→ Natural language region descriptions

::::

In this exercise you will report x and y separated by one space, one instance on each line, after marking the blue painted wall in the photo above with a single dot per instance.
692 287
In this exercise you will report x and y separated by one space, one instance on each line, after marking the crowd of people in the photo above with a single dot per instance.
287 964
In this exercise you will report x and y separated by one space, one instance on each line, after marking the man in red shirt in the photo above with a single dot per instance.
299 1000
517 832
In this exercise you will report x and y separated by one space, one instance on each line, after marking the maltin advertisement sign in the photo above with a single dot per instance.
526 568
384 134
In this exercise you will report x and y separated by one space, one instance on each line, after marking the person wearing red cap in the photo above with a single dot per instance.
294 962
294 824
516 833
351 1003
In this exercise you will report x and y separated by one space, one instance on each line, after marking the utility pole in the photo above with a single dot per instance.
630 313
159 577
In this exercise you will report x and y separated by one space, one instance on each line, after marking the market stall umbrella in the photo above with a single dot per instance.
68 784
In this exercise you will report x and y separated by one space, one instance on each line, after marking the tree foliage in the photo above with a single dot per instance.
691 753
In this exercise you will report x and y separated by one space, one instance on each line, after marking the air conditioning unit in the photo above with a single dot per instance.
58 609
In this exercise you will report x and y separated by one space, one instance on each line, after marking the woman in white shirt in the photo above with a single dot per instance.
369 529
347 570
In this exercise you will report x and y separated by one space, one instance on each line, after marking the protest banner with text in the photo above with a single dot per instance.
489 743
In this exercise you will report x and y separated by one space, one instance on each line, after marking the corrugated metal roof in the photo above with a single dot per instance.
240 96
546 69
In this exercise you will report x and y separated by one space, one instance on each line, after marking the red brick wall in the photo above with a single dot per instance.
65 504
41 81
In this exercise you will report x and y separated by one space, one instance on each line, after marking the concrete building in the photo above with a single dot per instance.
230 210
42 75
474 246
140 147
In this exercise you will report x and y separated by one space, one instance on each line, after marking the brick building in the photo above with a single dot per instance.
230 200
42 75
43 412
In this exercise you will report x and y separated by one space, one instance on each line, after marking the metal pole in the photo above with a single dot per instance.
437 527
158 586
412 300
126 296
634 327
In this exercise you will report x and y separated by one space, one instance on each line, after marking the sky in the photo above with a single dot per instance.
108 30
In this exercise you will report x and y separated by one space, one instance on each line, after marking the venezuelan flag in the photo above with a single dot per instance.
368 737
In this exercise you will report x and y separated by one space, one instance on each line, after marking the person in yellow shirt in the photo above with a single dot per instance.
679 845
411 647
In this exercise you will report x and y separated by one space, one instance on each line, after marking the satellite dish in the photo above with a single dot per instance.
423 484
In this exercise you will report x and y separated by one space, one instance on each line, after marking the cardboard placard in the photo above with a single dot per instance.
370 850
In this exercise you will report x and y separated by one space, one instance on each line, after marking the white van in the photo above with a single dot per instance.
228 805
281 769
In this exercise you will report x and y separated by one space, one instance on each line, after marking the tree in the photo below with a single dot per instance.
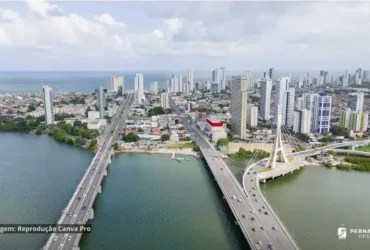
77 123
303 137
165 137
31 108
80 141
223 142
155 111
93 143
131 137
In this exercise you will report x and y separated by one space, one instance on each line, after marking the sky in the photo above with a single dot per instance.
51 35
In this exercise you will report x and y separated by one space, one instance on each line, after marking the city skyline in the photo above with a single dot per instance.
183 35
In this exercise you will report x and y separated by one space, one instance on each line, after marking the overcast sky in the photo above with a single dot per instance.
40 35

::::

→ Work task
Leaving out the pictures, return the records exactly as given.

→ Expected output
In this exercise you will report x and y separated by one space, one instance on each line, after marking the blue painted wall in the photo above with a single dot per instance.
692 287
In this exercise you will report x and y separated by one space, one instance on each line, after marking the crowd of people in the photo above with a single dot per instance.
287 964
In this exercise you will report x and y separated by one space, one instance on each line, after marking the man in red shirt in the photo above with a single dot per instance.
299 1000
517 832
In this exercise you will report x and y separated by one space, one instance on each line, after marking the maltin advertisement sign in the photo above with a single dot per instance.
526 568
384 134
In this exercise you will report x and y separated by one space, one instance on each line, after marking the person wearing red cap in the photo above with a single dot per instance.
294 962
294 824
516 833
351 1003
In this exercise you will report x and y separated by one space, one instance on each line, after marking the utility pole in the photo above with a single dot per instance.
630 313
159 577
In this exercise you will report x and y separated by one space, one instance on each line, after marking the market stall umbrella in the photo above with a single dot per instance.
68 784
In this exercise you will report x and y separated by one space, one instance on each line, after marking the tree foliage in the photo above with a single dot per instance.
691 753
In this exercise you will report x and y separated by one space, one instance on each line, after marking the air conditioning unit in the photo above with a single dot per instance.
58 609
In this exercise you will report x and y separated by one space, one instance on each line, after marking the woman in white shirt in the photo above with a single dot per instance.
369 529
347 570
In this exercise you will report x and y separated by one space, one instance on each line, after marking the protest banner with text in the photo above with a single dot per instance.
489 743
In this exercise you will report x and y separated by one space, one instance on each line, after marking the corrugated metal roof in the photo above with a single dot per instance.
240 96
546 69
In this exercise you will report x and y separated by one space, one instance on each line, after marking the red brick wall in the photo above with a single dot per instance.
65 504
41 81
In this exercise you will report x and y separated by one space, one instance on each line, after marking the concrete building in the photo above with a single dot per instance.
230 210
42 75
474 246
140 147
In this exercise you will report x and y separated by one space, one instance on each line, after marking the brick building in the photo above with a single dot per instance.
230 200
42 75
43 412
In this exercise you will report x and y separated by one space, one instance on each line, after marking the metal pole in the photo above with a single dot per instance.
437 527
158 586
412 300
126 296
634 327
In this exercise you will report x and y separated by one space, one instance on each line, after marking the sky in the photo above with a single dot per instance.
108 30
In this exercise you will report x and y separated by one space, one instance on each line, after marking the venezuelan flag in the photo above with a single dot per instance.
368 737
In this exercise you will report x and y separated by one space, one instance on each line, after marking the person in yellow shirt in the photo above with a single dot per instance.
679 845
411 647
In this exercise you will report x and y separated by one space, one instance on each line, after marking the satellite dish in the photo above with a single dot per instance.
423 484
In this exercise you will report x and y separated by one space, one instance on each line, after marking the cardboard placard in the photo above with a single dot per instance.
370 850
In this exercise you will report x and y separated by one space, one instance on each line, after marking the white van in the photo above with a single dot per instance.
228 805
281 769
In this exercise you will report x and y separated by one space, one instance on each line, after marking the tree in the photo below with a single dot per instance.
77 123
303 137
165 137
31 108
80 141
223 142
155 111
93 143
131 137
In this exercise you will report x and y separated by one space, one instance on each line, after marking the sky in the photo above with a single dot per instance.
51 35
In this exercise you will report x and y separated by one space, one instance on each line, after marking the city skyline in the photo above with a single dot per instance.
183 35
In this exercise you will report x and y separated by one space, one instance on each line, after marking the overcast sky in the photo above with a single dot per instance.
40 35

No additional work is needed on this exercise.